PROVIDED RECORDS:
+ + + + + + +

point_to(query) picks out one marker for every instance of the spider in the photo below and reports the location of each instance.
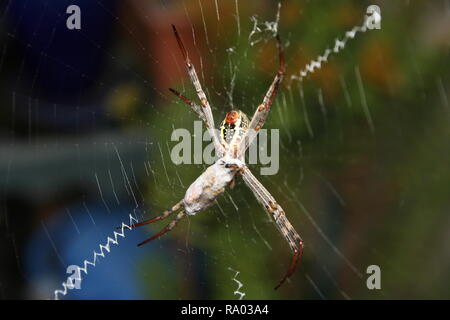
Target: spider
(236, 134)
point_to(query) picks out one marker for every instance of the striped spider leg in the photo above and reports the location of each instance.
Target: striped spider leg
(204, 110)
(283, 225)
(261, 113)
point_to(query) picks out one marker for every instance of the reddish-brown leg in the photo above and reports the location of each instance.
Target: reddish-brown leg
(160, 217)
(293, 265)
(166, 229)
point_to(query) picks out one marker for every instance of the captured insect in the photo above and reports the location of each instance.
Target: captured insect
(236, 134)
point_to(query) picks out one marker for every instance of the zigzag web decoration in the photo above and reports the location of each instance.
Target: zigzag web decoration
(370, 23)
(74, 280)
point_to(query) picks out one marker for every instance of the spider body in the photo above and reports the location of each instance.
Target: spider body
(236, 134)
(210, 184)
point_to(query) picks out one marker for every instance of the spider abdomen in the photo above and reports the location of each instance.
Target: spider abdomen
(210, 184)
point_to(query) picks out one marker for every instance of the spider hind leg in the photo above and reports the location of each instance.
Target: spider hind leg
(166, 229)
(294, 263)
(165, 214)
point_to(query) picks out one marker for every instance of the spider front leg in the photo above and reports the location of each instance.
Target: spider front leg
(205, 108)
(284, 226)
(261, 113)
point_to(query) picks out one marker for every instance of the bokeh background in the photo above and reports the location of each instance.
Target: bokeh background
(85, 127)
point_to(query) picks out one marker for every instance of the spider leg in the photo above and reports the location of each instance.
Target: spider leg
(205, 107)
(260, 115)
(284, 226)
(157, 218)
(166, 229)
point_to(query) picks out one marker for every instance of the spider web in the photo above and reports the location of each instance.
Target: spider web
(355, 142)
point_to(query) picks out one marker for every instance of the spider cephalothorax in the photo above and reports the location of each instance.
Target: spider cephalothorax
(236, 134)
(233, 127)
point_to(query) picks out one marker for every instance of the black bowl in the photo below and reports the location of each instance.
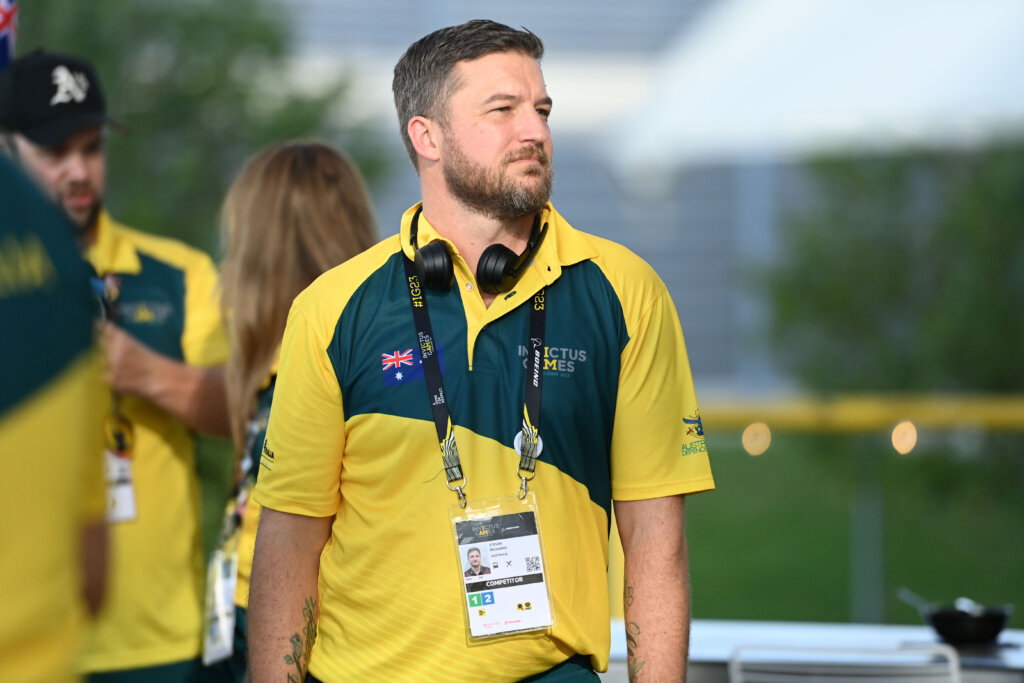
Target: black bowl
(961, 628)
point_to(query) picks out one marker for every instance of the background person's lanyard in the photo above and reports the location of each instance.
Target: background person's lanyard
(529, 447)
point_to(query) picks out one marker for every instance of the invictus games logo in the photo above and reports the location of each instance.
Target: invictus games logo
(560, 359)
(693, 439)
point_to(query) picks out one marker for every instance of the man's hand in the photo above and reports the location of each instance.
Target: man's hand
(129, 363)
(194, 395)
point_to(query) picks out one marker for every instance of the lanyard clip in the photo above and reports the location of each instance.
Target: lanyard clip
(462, 495)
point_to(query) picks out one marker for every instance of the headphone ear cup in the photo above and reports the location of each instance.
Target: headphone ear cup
(493, 272)
(433, 265)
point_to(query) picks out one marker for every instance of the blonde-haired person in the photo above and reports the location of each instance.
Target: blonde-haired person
(294, 211)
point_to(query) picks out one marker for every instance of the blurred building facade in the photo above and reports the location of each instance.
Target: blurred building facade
(698, 231)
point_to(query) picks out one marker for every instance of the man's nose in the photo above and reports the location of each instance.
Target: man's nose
(534, 127)
(76, 168)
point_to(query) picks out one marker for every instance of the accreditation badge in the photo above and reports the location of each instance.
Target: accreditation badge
(117, 466)
(218, 616)
(502, 566)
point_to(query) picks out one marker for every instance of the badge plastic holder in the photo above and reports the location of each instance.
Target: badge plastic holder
(218, 614)
(503, 573)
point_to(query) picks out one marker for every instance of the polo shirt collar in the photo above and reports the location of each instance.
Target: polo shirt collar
(111, 252)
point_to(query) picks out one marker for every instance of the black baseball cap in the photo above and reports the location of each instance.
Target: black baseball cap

+ + + + + + +

DIRECTIONS: Copy the records above exactly, leaving out every picture.

FULL OUTPUT:
point_to(query) picks out one marker for every instance of the spider in the photo below and reports the location of each instance.
Target: spider
(236, 134)
point_to(query) picks out one marker for every instance of the striped spider leg in the photo above and reports the location of each instance.
Target: striped spider leg
(204, 110)
(283, 225)
(261, 113)
point_to(query) picks out one marker for every instance of the reddish-brown leg in the photo above and reports the location of each instance.
Target: reddish-brown leg
(160, 217)
(293, 265)
(166, 229)
point_to(query) picks out one marker for every instance of the captured insect in the photo above and reports the location of each instance.
Target: captured insect
(236, 134)
point_to(query) picks out one marker for every instance of the zigzag web decoration in the photo above and reports the location of each instance.
Target: zigzag web decoration
(370, 23)
(74, 280)
point_to(query) picks out one marker for every instance of the spider body in the photo above and reports the location of each instance.
Target: spider body
(236, 134)
(210, 184)
point_to(query) picks out one marker for every instance of the spider abdomen in the photo above and reports the location of each instance.
Target: spider abdomen
(210, 184)
point_to(query) picks out one marker for every instance of the spider hind leg in the photo above and reports the location of each instance.
Target: spider hind leg
(166, 229)
(294, 263)
(165, 214)
point_to(query) picks out one marker for every instance of the spider front leg in the photo above and reports the location of each instance.
Target: spider front leg
(205, 108)
(284, 226)
(261, 113)
point_to(query) picks out one marker for every instance of the bokeh background in the photo above and reports the location of each instance.
Target: bokeh background
(85, 127)
point_to(query) picks out one marker for every instance of the spider leg in the photo above and reports the location of each instance.
Target: spider leg
(205, 107)
(260, 115)
(284, 226)
(157, 218)
(166, 229)
point_to(query) picks out one marker for every instance of the spider web in the photo above and reports the location of each instance.
Target: spider web
(355, 142)
point_to(query) picks out one marker for every instance of the spider cephalothorax in the photo above and reports the location of each instance.
Target: spider cephalothorax
(236, 134)
(233, 127)
point_to(query) picks out one marker for every instance of the black bowl in the photo below and reports the location of each instance.
Target: black bowl
(961, 628)
point_to(query) picks out one marker for every instance of the background person's lanyard in the photo above and reports the location of each instance.
Target: background person's lanyard
(529, 447)
point_to(query) picks out one marker for every instance of the invictus games logo in the photo above and reports the location of each instance.
Target: invictus games logo
(560, 359)
(693, 439)
point_to(query) picks out one marker for every instance of the man's hand in the photo above and reports the location of each instance.
Target: man's hand
(129, 363)
(194, 395)
point_to(query) picks out one marker for every instance of the lanyard clip in the photo above and reports the location of each instance.
Target: lanyard clip
(462, 495)
point_to(query) picks out one marker for every instance of the headphone ear cup in the photo above and reports the location of each instance.
Target: headphone ear cup
(493, 272)
(433, 265)
point_to(query) picks out one marker for every instance of the blonde-haired person in the photo above and reports the location of each instance.
Target: blonde-haired person
(294, 211)
point_to(query) picks out one marker for every instance of the blurred building facade in the photo above and reports the location of each instance.
Target: blurred building facade
(698, 231)
point_to(query) picks out one marker for every instance of the man's nose in the photo above and reports the location of each instance.
Target: man's nose
(534, 127)
(76, 168)
point_to(query) picks out one marker for every instance of the accreditation badge in the photo above and reports the location of each instance.
Target: accreditation badge
(117, 466)
(218, 616)
(502, 566)
point_to(query) picks out one marker for every instance of the badge plastic holder in the photo above and reports the location of each instance.
Target: badge plastic holder
(218, 614)
(503, 573)
point_to(query) picks out one marker for every instance of the polo shirt collar in the photo above and reports the location of each instance.
Target: polo shirt collar
(111, 252)
point_to(query) picks out one marker for every instance of the black baseball cap in the photo above and reports the location of each instance.
Target: black baseball cap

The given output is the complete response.